> Set exercise: Arrange the records below as a JSON list of strings, with one string for each line and the blank lines left out.

#### Provided entries

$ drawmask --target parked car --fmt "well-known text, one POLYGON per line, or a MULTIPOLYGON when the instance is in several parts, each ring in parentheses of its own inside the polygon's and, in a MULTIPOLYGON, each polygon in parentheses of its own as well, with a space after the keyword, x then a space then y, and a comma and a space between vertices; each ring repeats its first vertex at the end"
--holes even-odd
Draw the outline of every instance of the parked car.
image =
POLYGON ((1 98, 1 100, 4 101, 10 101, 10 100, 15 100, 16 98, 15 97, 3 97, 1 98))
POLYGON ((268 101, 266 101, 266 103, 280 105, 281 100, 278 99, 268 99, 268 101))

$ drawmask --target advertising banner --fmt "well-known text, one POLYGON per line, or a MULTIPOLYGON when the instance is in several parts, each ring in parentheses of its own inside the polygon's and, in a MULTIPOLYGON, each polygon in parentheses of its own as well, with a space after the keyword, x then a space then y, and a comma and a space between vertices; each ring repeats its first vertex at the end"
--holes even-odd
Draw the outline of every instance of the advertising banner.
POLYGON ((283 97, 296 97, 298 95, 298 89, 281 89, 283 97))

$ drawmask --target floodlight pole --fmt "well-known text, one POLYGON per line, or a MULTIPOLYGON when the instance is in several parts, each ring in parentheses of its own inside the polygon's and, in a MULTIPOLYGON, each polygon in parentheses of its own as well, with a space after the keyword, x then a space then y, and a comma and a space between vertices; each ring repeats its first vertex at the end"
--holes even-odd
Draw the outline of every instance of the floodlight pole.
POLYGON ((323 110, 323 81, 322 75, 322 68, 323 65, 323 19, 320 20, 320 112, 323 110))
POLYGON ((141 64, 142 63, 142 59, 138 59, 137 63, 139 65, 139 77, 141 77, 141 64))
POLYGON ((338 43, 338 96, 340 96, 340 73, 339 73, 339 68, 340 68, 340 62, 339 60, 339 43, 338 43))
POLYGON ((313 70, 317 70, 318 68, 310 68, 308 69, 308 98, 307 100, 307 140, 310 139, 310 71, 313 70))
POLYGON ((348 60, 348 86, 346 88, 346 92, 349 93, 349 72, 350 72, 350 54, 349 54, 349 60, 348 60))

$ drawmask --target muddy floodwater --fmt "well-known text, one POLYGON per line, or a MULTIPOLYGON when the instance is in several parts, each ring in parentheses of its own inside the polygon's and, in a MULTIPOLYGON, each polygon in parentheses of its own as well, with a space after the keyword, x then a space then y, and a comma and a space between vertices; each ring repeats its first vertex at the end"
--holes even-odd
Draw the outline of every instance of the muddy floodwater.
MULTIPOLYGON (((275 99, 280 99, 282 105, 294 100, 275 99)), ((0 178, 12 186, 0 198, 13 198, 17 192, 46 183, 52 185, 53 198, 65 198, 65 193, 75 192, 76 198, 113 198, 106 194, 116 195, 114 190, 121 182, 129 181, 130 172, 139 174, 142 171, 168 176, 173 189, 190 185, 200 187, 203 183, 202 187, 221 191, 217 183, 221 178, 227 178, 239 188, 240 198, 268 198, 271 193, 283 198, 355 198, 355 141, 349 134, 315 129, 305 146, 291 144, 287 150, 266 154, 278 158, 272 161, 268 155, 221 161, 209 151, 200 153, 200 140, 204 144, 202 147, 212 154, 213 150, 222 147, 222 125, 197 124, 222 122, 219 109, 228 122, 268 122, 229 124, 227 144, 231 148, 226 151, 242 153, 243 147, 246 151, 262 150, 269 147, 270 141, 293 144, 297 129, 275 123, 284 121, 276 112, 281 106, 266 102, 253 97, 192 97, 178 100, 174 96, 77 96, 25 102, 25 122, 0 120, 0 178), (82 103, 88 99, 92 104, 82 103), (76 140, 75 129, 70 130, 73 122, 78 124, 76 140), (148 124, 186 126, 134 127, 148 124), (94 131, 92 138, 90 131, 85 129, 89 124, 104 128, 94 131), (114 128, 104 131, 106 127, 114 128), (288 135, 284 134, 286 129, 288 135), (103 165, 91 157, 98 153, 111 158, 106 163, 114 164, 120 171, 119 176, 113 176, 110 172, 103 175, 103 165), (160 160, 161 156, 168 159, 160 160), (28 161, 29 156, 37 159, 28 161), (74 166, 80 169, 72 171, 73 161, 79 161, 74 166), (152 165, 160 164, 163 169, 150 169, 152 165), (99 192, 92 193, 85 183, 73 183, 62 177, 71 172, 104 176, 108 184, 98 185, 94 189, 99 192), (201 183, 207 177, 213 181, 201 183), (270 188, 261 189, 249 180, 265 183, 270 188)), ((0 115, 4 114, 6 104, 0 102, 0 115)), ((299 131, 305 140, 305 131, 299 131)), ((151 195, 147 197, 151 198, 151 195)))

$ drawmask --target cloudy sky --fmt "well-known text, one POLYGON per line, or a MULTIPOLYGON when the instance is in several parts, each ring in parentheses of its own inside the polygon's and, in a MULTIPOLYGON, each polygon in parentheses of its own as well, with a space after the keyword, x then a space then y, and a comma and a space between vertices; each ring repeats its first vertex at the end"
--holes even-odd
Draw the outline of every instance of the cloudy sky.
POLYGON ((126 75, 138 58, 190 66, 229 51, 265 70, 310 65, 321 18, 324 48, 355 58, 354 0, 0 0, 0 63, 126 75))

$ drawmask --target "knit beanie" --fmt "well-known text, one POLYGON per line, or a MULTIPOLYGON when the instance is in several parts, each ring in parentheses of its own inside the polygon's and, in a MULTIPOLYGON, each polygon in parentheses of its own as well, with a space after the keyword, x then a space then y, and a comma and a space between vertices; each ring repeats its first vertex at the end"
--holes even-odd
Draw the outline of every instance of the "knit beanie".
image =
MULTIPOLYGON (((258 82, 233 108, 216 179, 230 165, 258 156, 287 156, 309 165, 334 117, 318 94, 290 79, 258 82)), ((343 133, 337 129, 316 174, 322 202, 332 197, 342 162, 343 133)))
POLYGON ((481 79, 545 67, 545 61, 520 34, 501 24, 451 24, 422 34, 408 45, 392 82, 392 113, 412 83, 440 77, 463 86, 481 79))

########

> Answer to this exercise:
[
  "$ drawmask --target parked car --fmt \"well-known text, one POLYGON per line, or a MULTIPOLYGON when the instance is in several parts, each ring in parentheses of its own inside the polygon's and, in a MULTIPOLYGON, each polygon in parentheses of its own as well, with a space after the keyword, x then a space then y, and a comma and a space between vertices; each ring repeats its first vertex at the end\"",
  "--holes even-odd",
  "Draw the outline of every instance of the parked car.",
  "image =",
  "POLYGON ((1 98, 1 100, 4 101, 10 101, 10 100, 15 100, 16 98, 15 97, 3 97, 1 98))",
  "POLYGON ((268 101, 266 101, 266 103, 280 105, 281 100, 278 99, 268 99, 268 101))",
  "$ drawmask --target advertising banner --fmt \"well-known text, one POLYGON per line, or a MULTIPOLYGON when the instance is in several parts, each ring in parentheses of its own inside the polygon's and, in a MULTIPOLYGON, each polygon in parentheses of its own as well, with a space after the keyword, x then a space then y, and a comma and a space between vertices; each ring repeats its first vertex at the end\"",
  "--holes even-odd",
  "Draw the outline of every instance of the advertising banner.",
  "POLYGON ((283 97, 296 97, 298 95, 298 89, 281 89, 283 97))",
  "$ drawmask --target floodlight pole --fmt \"well-known text, one POLYGON per line, or a MULTIPOLYGON when the instance is in several parts, each ring in parentheses of its own inside the polygon's and, in a MULTIPOLYGON, each polygon in parentheses of its own as well, with a space after the keyword, x then a space then y, and a comma and a space between vertices; each ring repeats its first vertex at the end\"",
  "--holes even-odd",
  "Draw the outline of every instance of the floodlight pole.",
  "POLYGON ((323 110, 323 81, 322 75, 322 68, 323 65, 323 19, 320 20, 320 112, 323 110))",
  "POLYGON ((141 64, 142 63, 142 59, 138 59, 137 63, 139 65, 139 77, 141 77, 141 64))",
  "POLYGON ((338 43, 338 96, 340 96, 340 73, 339 73, 339 68, 340 68, 340 62, 339 60, 339 43, 338 43))",
  "POLYGON ((313 70, 317 70, 318 68, 310 68, 308 69, 308 98, 307 100, 307 140, 310 139, 310 71, 313 70))",
  "POLYGON ((348 60, 348 86, 346 88, 346 92, 349 93, 349 72, 350 72, 350 54, 349 54, 349 60, 348 60))",
  "$ drawmask --target muddy floodwater --fmt \"well-known text, one POLYGON per line, or a MULTIPOLYGON when the instance is in several parts, each ring in parentheses of its own inside the polygon's and, in a MULTIPOLYGON, each polygon in parentheses of its own as well, with a space after the keyword, x then a space then y, and a comma and a space between vertices; each ring repeats its first vertex at the end\"",
  "--holes even-odd",
  "Draw the outline of every instance of the muddy floodwater.",
  "MULTIPOLYGON (((275 99, 280 99, 282 105, 294 100, 275 99)), ((0 178, 12 186, 0 198, 13 198, 17 192, 46 183, 52 185, 53 198, 65 198, 65 193, 75 192, 76 198, 113 198, 106 194, 116 195, 114 190, 121 182, 129 181, 130 172, 139 174, 142 171, 168 176, 173 189, 190 185, 200 187, 203 183, 202 187, 221 191, 217 183, 221 178, 227 178, 239 188, 240 198, 268 198, 271 193, 283 198, 355 198, 355 141, 349 134, 315 129, 305 146, 291 144, 287 150, 266 154, 278 158, 272 161, 268 155, 221 161, 209 151, 200 153, 200 140, 204 144, 202 147, 212 154, 213 150, 222 147, 222 125, 197 124, 222 122, 219 109, 228 122, 268 122, 229 124, 227 144, 231 148, 226 151, 242 153, 243 147, 246 151, 262 150, 269 147, 270 141, 293 144, 297 129, 275 123, 284 121, 276 112, 281 106, 266 102, 253 97, 192 97, 178 100, 174 96, 77 96, 25 102, 25 122, 0 120, 0 178), (82 103, 88 99, 92 104, 82 103), (76 140, 75 129, 70 130, 73 122, 78 124, 76 140), (148 124, 186 126, 134 127, 148 124), (94 131, 92 138, 90 131, 85 129, 89 124, 104 128, 94 131), (114 128, 104 131, 106 127, 114 128), (288 135, 284 134, 286 129, 288 135), (103 165, 91 157, 98 153, 111 158, 106 163, 114 164, 120 171, 119 176, 113 176, 110 172, 103 175, 103 165), (160 160, 161 156, 168 159, 160 160), (28 161, 29 156, 37 159, 28 161), (74 166, 80 169, 72 171, 73 161, 79 161, 74 166), (152 165, 160 164, 163 169, 150 169, 152 165), (99 192, 92 193, 85 183, 73 183, 62 177, 71 172, 104 176, 108 184, 98 185, 94 189, 99 192), (201 183, 207 177, 213 181, 201 183), (270 188, 261 189, 249 180, 265 183, 270 188)), ((0 115, 4 114, 6 104, 0 102, 0 115)), ((299 131, 305 140, 305 131, 299 131)), ((151 195, 147 197, 151 198, 151 195)))",
  "$ drawmask --target cloudy sky --fmt \"well-known text, one POLYGON per line, or a MULTIPOLYGON when the instance is in several parts, each ring in parentheses of its own inside the polygon's and, in a MULTIPOLYGON, each polygon in parentheses of its own as well, with a space after the keyword, x then a space then y, and a comma and a space between vertices; each ring repeats its first vertex at the end\"",
  "--holes even-odd",
  "Draw the outline of every instance of the cloudy sky.",
  "POLYGON ((126 75, 138 58, 190 66, 229 51, 265 70, 310 65, 321 18, 324 48, 355 58, 354 0, 0 0, 0 63, 126 75))",
  "$ drawmask --target \"knit beanie\" --fmt \"well-known text, one POLYGON per line, or a MULTIPOLYGON when the instance is in several parts, each ring in parentheses of its own inside the polygon's and, in a MULTIPOLYGON, each polygon in parentheses of its own as well, with a space after the keyword, x then a space then y, and a comma and a space between vertices; each ring repeats its first vertex at the end\"",
  "--holes even-odd",
  "Draw the outline of every instance of the \"knit beanie\".",
  "image =",
  "MULTIPOLYGON (((258 82, 233 108, 216 179, 230 165, 258 156, 287 156, 309 165, 334 117, 318 94, 290 79, 258 82)), ((343 133, 337 129, 316 174, 322 202, 332 197, 342 162, 343 133)))",
  "POLYGON ((481 79, 545 67, 545 61, 520 34, 501 24, 451 24, 422 34, 408 45, 392 82, 392 113, 412 83, 440 77, 463 86, 481 79))"
]